EXERCISE TASK
Please recast each line of the entries below as a JSON list of strings, one string per line, with blank lines dropped. Leave the picture out of your answer.

GIVEN ENTRIES

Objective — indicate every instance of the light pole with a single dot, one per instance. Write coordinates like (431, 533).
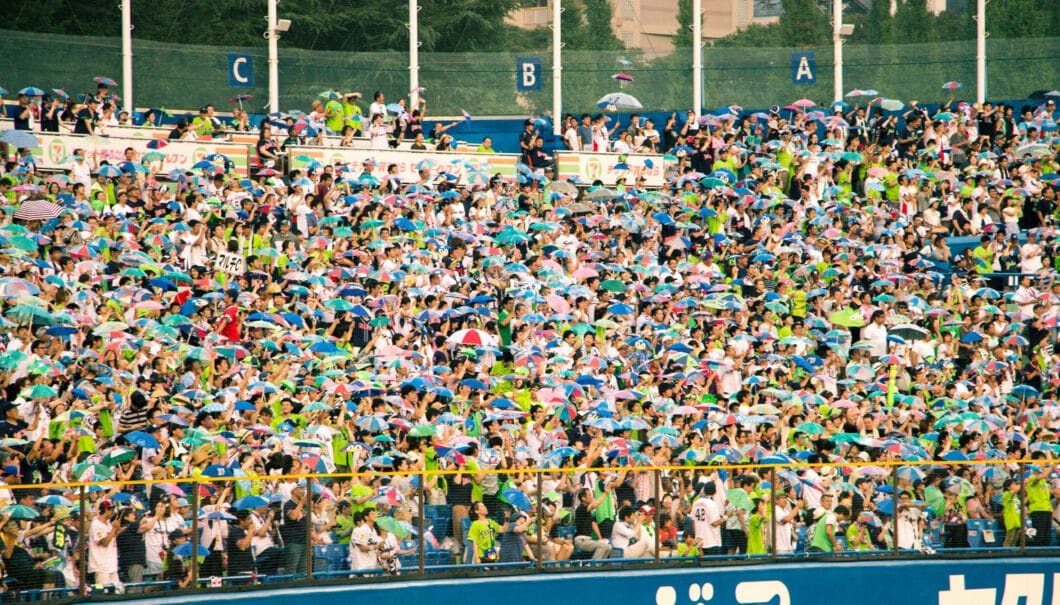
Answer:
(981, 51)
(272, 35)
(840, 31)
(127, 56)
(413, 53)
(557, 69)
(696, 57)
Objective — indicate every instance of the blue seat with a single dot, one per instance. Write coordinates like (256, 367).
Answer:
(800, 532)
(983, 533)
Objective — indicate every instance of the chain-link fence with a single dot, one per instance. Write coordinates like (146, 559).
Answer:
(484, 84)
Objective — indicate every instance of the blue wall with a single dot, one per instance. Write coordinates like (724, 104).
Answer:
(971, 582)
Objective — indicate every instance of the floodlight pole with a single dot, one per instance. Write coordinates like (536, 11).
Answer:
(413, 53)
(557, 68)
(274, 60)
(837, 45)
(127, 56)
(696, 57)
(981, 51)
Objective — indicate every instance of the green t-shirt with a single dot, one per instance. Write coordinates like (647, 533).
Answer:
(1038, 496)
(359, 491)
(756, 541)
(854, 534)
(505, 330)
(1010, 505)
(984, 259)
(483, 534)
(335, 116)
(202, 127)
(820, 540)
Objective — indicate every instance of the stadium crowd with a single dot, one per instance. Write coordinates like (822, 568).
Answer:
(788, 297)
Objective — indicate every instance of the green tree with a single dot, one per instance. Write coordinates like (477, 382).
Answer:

ANSWER TO THE PROBLEM
[
  "Objective — indicate every instance of the light pole with a single dot, one per instance. Write coordinates like (431, 533).",
  "Answer:",
  "(981, 51)",
  "(272, 35)",
  "(840, 31)",
  "(127, 56)",
  "(413, 53)",
  "(557, 69)",
  "(696, 57)",
  "Objective — indicate every instance of the blue seat with a single dot, one per instance. Write coordinates like (256, 367).",
  "Answer:",
  "(800, 532)",
  "(983, 533)",
  "Objective — indicate every instance of the chain-link fence with a single dot, one per instance. Write coordinates like (146, 559).",
  "Answer:",
  "(484, 84)",
  "Objective — indicate every instance of the blue wall with a single dot, one per instance. Write coordinates like (724, 104).",
  "Answer:",
  "(971, 582)",
  "Objective — indicate every instance of the floodlight pole with a single dot, one per instance. Write coordinates like (536, 11).",
  "Answer:",
  "(413, 53)",
  "(557, 68)",
  "(274, 60)",
  "(837, 45)",
  "(127, 56)",
  "(696, 57)",
  "(981, 51)",
  "Objective — indicate every instance of the green t-shirt with a single dot, one per instance. Write coordinates like (647, 533).",
  "Answer:",
  "(1038, 496)",
  "(359, 491)",
  "(756, 541)",
  "(854, 534)",
  "(505, 330)",
  "(1010, 505)",
  "(984, 259)",
  "(483, 534)",
  "(335, 116)",
  "(202, 127)",
  "(820, 540)",
  "Objective — indicate every instance of the stadium crowd with a single dot, one per instance. Write coordinates like (822, 568).",
  "Answer:",
  "(788, 297)",
  "Objective — indicate every instance of the green tree with a single dot, one per instance. Write coordinates like (477, 382).",
  "Answer:"
]